Global focus on high-tech fair ( 2003-06-30 07:40) (China Daily)
Leading players from around the globe are set to gather at China's biggest
high-tech fair this autumn.
"We hope we can ink the same amount of deals as last year or even more,
although China was hit seriously by the SARS epidemic,'' said Li Hongzhong,
acting mayor Shenzhen, South China's Guangdong Province, and director of the
organizing committee of the Fifth China High-Tech Fair (CHTF).
Li told a press conference on Friday that the biggest high-tech fair in China
will be held in the special economic zone from October 12 to 17 as scheduled.
The confirmation comes as the Chinese mainland was removed from the travel
advisory and SARS infected area list by the World Health Organization.
The disease caused transactions at China's biggest trade fair -- the Chinese
Export Commodities Fair held in April in Guangzhou, capital of Guangdong
Province, to nosedive to just US$4.42 billion from the previous year's US$16.85
billion.
Contracts worth US$12.16 billion were sealed at the Fourth China High-Tech
Fair last year.
According to Li, nine countries and the European Union have decided to send
official delegations to the fair and South Korea, Britain and China's Taiwan
Province will organize information-technology delegations.
Almost all leading stock exchanges are also expected to be there to promote
overseas listings of Chinese high-tech firms.

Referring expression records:

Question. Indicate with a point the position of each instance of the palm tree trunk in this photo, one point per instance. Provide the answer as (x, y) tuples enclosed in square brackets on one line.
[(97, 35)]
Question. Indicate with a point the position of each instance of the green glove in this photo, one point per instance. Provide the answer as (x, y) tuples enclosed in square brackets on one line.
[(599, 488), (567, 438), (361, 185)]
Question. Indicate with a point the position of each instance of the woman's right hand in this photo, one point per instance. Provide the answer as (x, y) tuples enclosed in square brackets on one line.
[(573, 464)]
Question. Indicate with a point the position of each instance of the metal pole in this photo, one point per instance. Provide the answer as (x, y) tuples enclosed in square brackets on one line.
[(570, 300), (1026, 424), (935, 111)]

--

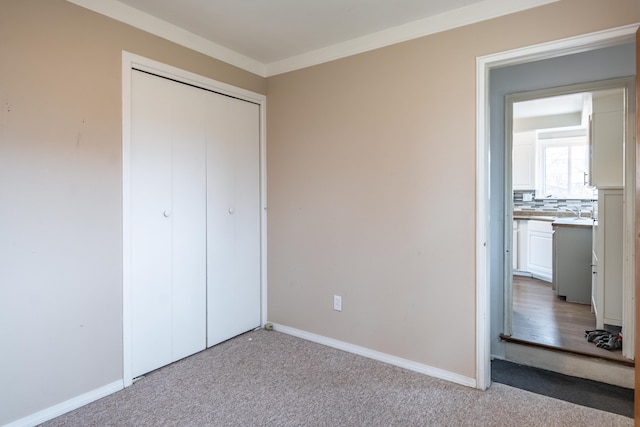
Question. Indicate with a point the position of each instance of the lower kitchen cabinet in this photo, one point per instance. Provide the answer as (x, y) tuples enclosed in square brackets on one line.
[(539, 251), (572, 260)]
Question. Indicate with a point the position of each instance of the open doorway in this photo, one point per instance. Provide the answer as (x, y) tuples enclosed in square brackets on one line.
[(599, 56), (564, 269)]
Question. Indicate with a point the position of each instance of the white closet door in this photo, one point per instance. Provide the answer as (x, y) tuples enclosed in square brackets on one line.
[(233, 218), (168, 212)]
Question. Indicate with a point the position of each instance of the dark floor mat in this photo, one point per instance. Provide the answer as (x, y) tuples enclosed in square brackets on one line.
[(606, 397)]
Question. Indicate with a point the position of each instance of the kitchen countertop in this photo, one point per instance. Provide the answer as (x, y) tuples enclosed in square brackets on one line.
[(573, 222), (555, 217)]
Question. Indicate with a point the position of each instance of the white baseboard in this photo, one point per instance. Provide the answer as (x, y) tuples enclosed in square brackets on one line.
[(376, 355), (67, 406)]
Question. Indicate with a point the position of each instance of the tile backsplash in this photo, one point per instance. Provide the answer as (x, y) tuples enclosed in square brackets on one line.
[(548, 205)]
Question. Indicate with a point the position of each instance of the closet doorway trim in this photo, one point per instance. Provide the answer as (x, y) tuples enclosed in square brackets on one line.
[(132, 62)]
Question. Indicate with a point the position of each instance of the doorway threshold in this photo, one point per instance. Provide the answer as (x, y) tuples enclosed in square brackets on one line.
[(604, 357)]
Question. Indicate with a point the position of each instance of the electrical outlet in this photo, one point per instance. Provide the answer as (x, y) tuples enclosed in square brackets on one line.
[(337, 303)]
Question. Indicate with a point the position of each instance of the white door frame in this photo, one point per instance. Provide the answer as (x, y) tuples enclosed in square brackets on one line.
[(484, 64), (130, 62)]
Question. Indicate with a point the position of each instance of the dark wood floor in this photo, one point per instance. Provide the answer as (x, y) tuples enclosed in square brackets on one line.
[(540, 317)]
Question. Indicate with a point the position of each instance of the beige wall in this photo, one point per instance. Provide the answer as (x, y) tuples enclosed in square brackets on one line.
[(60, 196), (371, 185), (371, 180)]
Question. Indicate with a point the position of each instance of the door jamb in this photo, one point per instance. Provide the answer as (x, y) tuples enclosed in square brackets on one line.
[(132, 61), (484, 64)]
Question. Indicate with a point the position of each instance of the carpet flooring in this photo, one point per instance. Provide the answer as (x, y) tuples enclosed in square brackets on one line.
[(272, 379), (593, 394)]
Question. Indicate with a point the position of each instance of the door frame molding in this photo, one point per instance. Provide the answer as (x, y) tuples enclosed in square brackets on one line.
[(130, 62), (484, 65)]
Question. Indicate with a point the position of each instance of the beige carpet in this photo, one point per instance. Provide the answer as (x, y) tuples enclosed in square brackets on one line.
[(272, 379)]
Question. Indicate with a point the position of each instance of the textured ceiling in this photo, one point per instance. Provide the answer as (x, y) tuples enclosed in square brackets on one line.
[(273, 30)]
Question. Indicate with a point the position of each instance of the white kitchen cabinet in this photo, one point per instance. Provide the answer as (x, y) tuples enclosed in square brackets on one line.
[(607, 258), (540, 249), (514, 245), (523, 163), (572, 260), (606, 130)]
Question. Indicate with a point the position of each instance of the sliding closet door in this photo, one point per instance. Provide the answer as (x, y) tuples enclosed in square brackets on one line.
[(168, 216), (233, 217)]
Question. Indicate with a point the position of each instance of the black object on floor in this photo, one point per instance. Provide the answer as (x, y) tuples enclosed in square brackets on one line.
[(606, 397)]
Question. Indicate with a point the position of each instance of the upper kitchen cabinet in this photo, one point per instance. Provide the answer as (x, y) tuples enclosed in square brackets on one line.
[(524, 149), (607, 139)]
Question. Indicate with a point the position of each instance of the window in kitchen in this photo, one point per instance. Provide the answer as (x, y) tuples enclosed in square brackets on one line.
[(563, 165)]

Aim of the exercise: Carry on the news article about the Fifth China High-Tech Fair from its final sentence.

Written response:
Ministers of science from Britain and Egypt and the managing director of
Lehman Brothers are scheduled to deliver speeches to the fair's high-tech forum.
This year's exhibition will focus on three areas: Information technology,
bio-technology, and mechanical and electrical, new energy and new material
technology.
Wei Jianguo, vice-minister of commerce, envisages that large-scale trade
fairs such as CHTF will help the country make up losses in foreign trade
following the SARS outbreak from April onwards.
Since last year, the high-tech sector has become the second largest export
category, one which accounted for a fifth of the country's total US$339 billion
exports in 2002.
Figures from the Ministry of Commerce revealed that in the first five months,
high-tech exports rose by 55 per cent year-on-year to US$35.75 billion,
contributing 23 per cent of China's total exports.